Render each line of the material below as a string in a JSON list, one string per line, omitting blank lines and the pictures.
— begin RECORDED DATA —
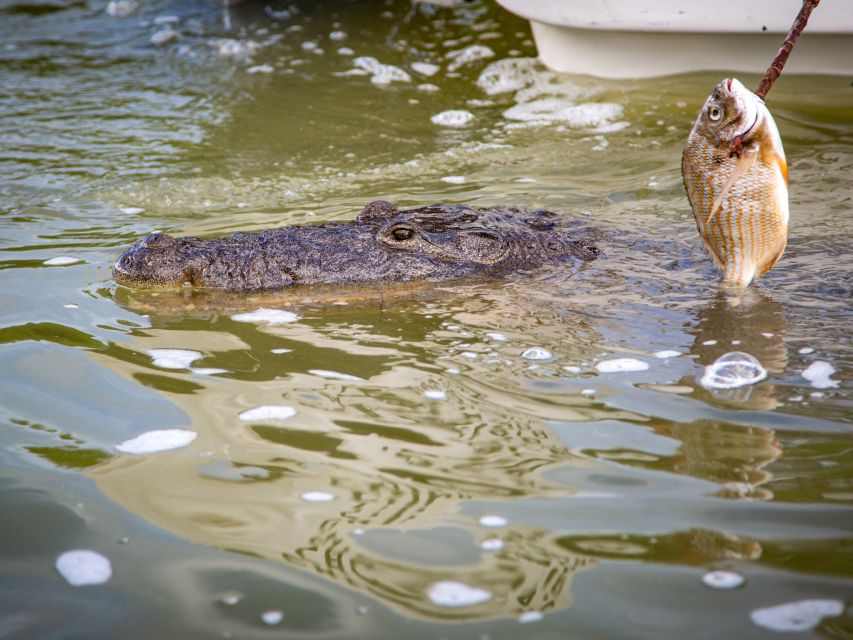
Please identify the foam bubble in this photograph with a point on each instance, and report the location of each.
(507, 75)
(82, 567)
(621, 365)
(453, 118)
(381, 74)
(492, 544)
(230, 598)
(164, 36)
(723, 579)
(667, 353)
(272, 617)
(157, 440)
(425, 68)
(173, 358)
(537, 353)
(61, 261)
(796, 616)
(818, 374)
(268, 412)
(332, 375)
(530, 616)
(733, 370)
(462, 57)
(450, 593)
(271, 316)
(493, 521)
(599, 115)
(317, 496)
— end RECORDED DATA —
TASK OUTPUT.
[
  "Please identify the foam bubble in this photograph with a point on each instance, and report the location of each.",
  "(507, 75)",
  "(82, 567)",
  "(621, 365)",
  "(453, 118)",
  "(381, 74)",
  "(492, 544)",
  "(230, 598)",
  "(164, 36)",
  "(723, 579)",
  "(667, 353)",
  "(272, 617)",
  "(157, 440)",
  "(425, 68)",
  "(173, 358)",
  "(537, 353)",
  "(61, 261)",
  "(796, 616)",
  "(818, 374)",
  "(268, 412)",
  "(332, 375)",
  "(530, 616)",
  "(733, 370)",
  "(462, 57)",
  "(450, 593)",
  "(271, 316)",
  "(493, 521)",
  "(599, 115)",
  "(317, 496)"
]